What the task requires:
Keyword search on "every": report each line of the records that contains it.

Input for this task:

┏━━

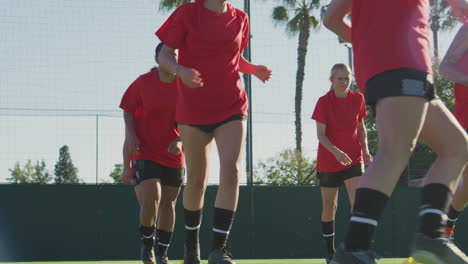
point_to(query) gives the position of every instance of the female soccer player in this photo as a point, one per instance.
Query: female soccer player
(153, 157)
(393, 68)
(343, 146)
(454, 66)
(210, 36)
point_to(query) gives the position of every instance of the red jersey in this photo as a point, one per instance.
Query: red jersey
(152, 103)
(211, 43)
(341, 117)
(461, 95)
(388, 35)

┗━━
┏━━

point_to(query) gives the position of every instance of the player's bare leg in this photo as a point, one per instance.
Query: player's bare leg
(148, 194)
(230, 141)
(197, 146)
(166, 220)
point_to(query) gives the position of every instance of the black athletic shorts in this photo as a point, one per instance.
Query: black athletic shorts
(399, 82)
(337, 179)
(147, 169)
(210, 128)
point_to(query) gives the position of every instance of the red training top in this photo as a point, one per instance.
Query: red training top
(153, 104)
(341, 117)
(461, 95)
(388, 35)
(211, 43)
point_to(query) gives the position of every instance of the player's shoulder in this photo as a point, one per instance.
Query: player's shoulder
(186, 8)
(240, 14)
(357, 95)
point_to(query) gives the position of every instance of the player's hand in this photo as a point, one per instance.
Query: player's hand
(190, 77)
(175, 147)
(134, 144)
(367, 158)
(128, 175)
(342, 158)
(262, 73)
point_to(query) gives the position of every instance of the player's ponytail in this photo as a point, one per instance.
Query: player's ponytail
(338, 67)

┗━━
┏━━

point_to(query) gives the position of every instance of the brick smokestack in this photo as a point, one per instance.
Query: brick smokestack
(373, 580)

┗━━

Reply:
point_to(query) gives the position of every instance of the female soccer player in this photo as a point, one per instance.
point_to(query) gives the position of every instance of the red jersey in this photo as a point, one per instance.
point_to(query) gives the position of every instance of the player's bare leg in this photo as a point, one per instance.
point_to(query) gives the position of every instance of the black athletic shorts in this photo as a point, one per instance.
point_to(query) gives the position of every instance of the red training top in this photo as a point, one per instance.
point_to(query) gives the position of every instance of the player's shoulder in this photo as a point, one per instance.
point_to(query) gives the position of every instance of the player's hand in this photo as a point, one per instance.
point_to(query) gives the position of every instance of the player's ponytail in this photo as a point, one per instance.
point_to(query) gives the position of every instance of the brick smokestack in this photo as a point, one per instance.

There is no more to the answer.